#### Fragmento del texto ####
ACAPULCO, GRO.- El helicóptero aterriza en Omitlán después de sobrevolar lo que desde el cielo se ve como un laberinto de puentes destruidos, montes de arena descoyuntando carreteras, caminos chimuelos y gente como mulas cargando despensas, ropa, animales y botellas de agua en la espalda. La aeronave causa expectación en este pueblo de Tierra Caliente. Niños, jóvenes y adultos forman de inmediato dos filas encima de la arena para descargar el primer vehículo oficial que llega con comida, una semana después de la tragedia.
Están parados encima de un playón que cubre a su comunidad, pues ésta es ahora como una Atlántida hundida bajo la arena arrastrada por el río cuando creció como un mar. En una esquina se ve que se negó a ser enterrada la cruz verde de la cúpula de la iglesia. Se asoman también las greñas de varias palmeras con el tallo sepultado.
A pesar de la escasez de comida y de líquidos potables, el tesorero de la comunidad ofrece a los recién llegados un vaso de agua o “una tortillita”.
####
### Solicitud escrita 1
Enumera todo lo que, según el texto sobre Omitlán, la gente carga en la espalda.
El texto y los registros proceden de fuentes distintas.
#### Datos de entrada ####
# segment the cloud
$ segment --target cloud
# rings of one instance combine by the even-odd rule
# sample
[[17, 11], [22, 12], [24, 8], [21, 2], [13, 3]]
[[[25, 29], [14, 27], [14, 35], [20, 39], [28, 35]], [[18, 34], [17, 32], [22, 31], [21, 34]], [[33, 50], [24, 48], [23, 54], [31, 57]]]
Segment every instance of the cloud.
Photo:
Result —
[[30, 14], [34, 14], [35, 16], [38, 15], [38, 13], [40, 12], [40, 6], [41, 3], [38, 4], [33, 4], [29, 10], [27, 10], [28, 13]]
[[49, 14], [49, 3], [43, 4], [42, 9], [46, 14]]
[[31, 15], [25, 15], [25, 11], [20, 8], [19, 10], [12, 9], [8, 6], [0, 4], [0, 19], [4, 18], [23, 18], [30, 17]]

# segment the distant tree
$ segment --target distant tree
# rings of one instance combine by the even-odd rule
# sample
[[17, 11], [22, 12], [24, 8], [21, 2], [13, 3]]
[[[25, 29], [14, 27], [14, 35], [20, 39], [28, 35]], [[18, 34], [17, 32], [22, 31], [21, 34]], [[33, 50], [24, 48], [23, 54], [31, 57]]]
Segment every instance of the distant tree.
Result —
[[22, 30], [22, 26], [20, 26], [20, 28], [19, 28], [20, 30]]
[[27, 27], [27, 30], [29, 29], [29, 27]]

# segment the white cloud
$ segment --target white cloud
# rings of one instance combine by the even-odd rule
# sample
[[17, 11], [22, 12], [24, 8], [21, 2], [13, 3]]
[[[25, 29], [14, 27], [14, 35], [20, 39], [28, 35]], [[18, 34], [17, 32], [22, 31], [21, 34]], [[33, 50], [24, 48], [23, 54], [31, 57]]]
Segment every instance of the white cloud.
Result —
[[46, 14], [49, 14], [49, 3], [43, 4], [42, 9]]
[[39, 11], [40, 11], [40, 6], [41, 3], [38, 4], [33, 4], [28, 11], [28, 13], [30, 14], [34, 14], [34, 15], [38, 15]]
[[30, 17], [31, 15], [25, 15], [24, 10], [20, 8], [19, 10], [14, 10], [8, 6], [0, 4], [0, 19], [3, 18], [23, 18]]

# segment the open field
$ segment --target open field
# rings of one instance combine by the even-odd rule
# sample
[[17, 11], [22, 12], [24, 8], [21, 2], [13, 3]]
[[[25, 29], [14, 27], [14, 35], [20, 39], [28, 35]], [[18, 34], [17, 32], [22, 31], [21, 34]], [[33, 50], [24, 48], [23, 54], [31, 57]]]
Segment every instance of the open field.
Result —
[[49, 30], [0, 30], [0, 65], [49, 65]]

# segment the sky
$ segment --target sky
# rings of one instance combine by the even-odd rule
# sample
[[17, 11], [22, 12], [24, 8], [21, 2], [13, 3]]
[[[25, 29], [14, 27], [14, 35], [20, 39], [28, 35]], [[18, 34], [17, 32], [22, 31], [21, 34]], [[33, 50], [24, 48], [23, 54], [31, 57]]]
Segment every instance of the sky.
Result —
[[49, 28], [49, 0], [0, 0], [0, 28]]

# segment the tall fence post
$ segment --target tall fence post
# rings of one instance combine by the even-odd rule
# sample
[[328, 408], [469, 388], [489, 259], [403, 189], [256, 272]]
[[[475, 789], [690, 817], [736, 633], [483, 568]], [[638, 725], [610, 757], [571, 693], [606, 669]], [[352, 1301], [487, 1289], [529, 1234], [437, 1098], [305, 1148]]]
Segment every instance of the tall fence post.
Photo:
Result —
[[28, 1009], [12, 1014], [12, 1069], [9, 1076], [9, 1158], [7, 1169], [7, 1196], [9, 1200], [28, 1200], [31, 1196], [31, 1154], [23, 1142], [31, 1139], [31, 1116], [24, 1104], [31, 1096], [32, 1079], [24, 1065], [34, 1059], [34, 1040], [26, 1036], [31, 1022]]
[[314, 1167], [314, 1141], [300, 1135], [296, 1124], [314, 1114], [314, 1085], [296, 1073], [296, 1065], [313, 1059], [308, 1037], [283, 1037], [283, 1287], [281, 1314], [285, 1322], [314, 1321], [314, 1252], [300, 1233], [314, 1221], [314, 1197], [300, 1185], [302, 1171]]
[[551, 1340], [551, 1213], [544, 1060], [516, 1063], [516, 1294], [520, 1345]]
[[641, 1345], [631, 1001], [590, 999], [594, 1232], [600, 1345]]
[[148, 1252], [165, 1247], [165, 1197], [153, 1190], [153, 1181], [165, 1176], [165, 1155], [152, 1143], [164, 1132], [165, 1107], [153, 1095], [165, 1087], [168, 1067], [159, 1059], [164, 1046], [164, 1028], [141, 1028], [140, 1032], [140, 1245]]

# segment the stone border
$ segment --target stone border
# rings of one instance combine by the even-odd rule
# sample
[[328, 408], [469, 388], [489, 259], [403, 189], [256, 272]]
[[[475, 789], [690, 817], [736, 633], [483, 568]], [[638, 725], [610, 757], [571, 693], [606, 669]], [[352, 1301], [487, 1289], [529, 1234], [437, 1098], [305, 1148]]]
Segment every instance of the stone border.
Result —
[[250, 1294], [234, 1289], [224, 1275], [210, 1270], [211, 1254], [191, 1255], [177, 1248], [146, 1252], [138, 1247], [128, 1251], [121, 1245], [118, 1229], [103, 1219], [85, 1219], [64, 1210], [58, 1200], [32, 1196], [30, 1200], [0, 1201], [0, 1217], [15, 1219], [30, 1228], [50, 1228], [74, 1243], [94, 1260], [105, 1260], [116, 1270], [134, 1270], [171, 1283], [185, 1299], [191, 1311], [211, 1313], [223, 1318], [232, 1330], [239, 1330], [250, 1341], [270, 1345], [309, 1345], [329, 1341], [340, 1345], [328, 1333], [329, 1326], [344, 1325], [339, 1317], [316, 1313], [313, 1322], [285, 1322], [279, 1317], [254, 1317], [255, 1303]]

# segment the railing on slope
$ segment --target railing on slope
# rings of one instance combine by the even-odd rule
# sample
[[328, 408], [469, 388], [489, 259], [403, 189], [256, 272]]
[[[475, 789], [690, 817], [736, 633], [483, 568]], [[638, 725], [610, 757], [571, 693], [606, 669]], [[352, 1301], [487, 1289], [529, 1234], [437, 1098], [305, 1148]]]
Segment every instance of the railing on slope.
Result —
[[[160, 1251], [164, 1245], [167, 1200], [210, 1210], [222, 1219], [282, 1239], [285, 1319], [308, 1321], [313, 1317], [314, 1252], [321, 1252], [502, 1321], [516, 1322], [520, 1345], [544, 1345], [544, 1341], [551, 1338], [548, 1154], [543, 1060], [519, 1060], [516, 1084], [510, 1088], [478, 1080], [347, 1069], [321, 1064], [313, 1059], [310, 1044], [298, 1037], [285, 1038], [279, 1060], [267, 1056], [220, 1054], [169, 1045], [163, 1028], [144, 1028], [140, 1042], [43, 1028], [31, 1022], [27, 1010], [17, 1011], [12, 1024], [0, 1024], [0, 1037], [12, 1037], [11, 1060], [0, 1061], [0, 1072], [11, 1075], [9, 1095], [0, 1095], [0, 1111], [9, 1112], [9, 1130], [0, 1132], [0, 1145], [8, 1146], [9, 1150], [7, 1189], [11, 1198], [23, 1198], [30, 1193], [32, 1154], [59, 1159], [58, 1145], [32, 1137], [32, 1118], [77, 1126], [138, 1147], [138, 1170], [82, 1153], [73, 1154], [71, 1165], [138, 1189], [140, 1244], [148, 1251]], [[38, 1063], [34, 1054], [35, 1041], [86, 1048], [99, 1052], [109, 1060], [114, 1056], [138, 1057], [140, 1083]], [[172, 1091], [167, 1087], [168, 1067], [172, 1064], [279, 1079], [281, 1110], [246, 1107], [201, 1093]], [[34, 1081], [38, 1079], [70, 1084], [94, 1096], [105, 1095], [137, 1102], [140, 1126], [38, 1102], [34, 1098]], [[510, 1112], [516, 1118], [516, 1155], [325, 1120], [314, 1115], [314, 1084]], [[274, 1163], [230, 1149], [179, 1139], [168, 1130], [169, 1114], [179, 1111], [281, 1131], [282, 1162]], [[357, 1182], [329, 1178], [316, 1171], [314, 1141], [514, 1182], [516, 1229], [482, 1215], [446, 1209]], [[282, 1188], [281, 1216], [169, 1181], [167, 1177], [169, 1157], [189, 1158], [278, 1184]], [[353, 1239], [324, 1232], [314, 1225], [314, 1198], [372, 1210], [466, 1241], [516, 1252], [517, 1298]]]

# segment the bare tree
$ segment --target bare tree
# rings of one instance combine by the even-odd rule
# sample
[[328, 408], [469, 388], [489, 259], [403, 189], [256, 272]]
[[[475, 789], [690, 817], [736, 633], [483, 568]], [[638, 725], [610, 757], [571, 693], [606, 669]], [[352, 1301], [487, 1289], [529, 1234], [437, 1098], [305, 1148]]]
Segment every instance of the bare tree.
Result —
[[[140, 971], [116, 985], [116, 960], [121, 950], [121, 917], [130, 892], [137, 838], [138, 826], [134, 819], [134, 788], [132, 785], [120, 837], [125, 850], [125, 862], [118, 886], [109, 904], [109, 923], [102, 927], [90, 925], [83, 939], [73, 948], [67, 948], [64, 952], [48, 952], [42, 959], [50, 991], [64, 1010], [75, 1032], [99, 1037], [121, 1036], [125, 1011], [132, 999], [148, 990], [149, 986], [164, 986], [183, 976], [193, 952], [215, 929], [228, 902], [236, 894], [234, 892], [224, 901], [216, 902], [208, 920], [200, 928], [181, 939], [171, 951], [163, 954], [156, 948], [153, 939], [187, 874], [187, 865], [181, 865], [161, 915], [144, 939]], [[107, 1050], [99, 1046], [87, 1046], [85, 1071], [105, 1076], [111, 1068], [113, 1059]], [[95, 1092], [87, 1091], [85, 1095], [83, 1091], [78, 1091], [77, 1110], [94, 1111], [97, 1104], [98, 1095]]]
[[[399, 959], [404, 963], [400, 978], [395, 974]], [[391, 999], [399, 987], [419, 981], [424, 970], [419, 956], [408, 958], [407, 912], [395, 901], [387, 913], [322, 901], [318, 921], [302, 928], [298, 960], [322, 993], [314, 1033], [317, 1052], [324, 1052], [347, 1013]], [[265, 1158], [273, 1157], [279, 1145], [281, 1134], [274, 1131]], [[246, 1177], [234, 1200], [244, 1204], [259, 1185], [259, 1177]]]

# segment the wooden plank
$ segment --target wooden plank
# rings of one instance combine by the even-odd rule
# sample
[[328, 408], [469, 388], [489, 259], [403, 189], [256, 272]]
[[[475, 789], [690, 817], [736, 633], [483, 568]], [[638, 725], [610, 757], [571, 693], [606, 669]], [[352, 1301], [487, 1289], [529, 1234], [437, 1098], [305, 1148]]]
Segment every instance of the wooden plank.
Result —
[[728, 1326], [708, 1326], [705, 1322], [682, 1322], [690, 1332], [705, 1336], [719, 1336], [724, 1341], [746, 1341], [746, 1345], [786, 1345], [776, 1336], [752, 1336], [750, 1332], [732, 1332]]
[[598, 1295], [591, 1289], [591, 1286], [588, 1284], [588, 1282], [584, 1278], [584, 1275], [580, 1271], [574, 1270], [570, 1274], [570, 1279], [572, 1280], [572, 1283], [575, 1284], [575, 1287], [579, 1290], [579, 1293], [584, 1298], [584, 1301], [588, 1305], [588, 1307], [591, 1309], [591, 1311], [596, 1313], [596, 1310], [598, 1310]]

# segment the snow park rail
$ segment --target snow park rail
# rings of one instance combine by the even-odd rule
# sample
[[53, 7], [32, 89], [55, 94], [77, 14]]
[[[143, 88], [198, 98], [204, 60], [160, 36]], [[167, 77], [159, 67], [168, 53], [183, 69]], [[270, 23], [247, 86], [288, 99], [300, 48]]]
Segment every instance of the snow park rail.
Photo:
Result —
####
### Solicitud escrita 2
Convierte en una tabla Markdown, con las columnas «Número» y «Línea», todo lo que va desde el comienzo de los registros hasta la línea que contiene "[[49, 30], [0, 30], [0, 65], [49, 65]]", ambas incluidas. Omite las líneas en blanco.

### Respuesta completa 1
Despensas, ropa, animales y botellas de agua.

### Respuesta completa 2
| Número | Línea |
|---|---|
| 1 | # segment the cloud |
| 2 | $ segment --target cloud |
| 3 | # rings of one instance combine by the even-odd rule |
| 4 | # sample |
| 5 | [[17, 11], [22, 12], [24, 8], [21, 2], [13, 3]] |
| 6 | [[[25, 29], [14, 27], [14, 35], [20, 39], [28, 35]], [[18, 34], [17, 32], [22, 31], [21, 34]], [[33, 50], [24, 48], [23, 54], [31, 57]]] |
| 7 | Segment every instance of the cloud. |
| 8 | Photo: |
| 9 | Result — |
| 10 | [[30, 14], [34, 14], [35, 16], [38, 15], [38, 13], [40, 12], [40, 6], [41, 3], [38, 4], [33, 4], [29, 10], [27, 10], [28, 13]] |
| 11 | [[49, 14], [49, 3], [43, 4], [42, 9], [46, 14]] |
| 12 | [[31, 15], [25, 15], [25, 11], [20, 8], [19, 10], [12, 9], [8, 6], [0, 4], [0, 19], [4, 18], [23, 18], [30, 17]] |
| 13 | # segment the distant tree |
| 14 | $ segment --target distant tree |
| 15 | # rings of one instance combine by the even-odd rule |
| 16 | # sample |
| 17 | [[17, 11], [22, 12], [24, 8], [21, 2], [13, 3]] |
| 18 | [[[25, 29], [14, 27], [14, 35], [20, 39], [28, 35]], [[18, 34], [17, 32], [22, 31], [21, 34]], [[33, 50], [24, 48], [23, 54], [31, 57]]] |
| 19 | Segment every instance of the distant tree. |
| 20 | Result — |
| 21 | [[22, 30], [22, 26], [20, 26], [20, 28], [19, 28], [20, 30]] |
| 22 | [[27, 27], [27, 30], [29, 29], [29, 27]] |
| 23 | # segment the white cloud |
| 24 | $ segment --target white cloud |
| 25 | # rings of one instance combine by the even-odd rule |
| 26 | # sample |
| 27 | [[17, 11], [22, 12], [24, 8], [21, 2], [13, 3]] |
| 28 | [[[25, 29], [14, 27], [14, 35], [20, 39], [28, 35]], [[18, 34], [17, 32], [22, 31], [21, 34]], [[33, 50], [24, 48], [23, 54], [31, 57]]] |
| 29 | Segment every instance of the white cloud. |
| 30 | Result — |
| 31 | [[46, 14], [49, 14], [49, 3], [43, 4], [42, 9]] |
| 32 | [[39, 11], [40, 11], [40, 6], [41, 3], [38, 4], [33, 4], [28, 11], [28, 13], [30, 14], [34, 14], [34, 15], [38, 15]] |
| 33 | [[30, 17], [31, 15], [25, 15], [24, 10], [20, 8], [19, 10], [14, 10], [8, 6], [0, 4], [0, 19], [3, 18], [23, 18]] |
| 34 | # segment the open field |
| 35 | $ segment --target open field |
| 36 | # rings of one instance combine by the even-odd rule |
| 37 | # sample |
| 38 | [[17, 11], [22, 12], [24, 8], [21, 2], [13, 3]] |
| 39 | [[[25, 29], [14, 27], [14, 35], [20, 39], [28, 35]], [[18, 34], [17, 32], [22, 31], [21, 34]], [[33, 50], [24, 48], [23, 54], [31, 57]]] |
| 40 | Segment every instance of the open field. |
| 41 | Result — |
| 42 | [[49, 30], [0, 30], [0, 65], [49, 65]] |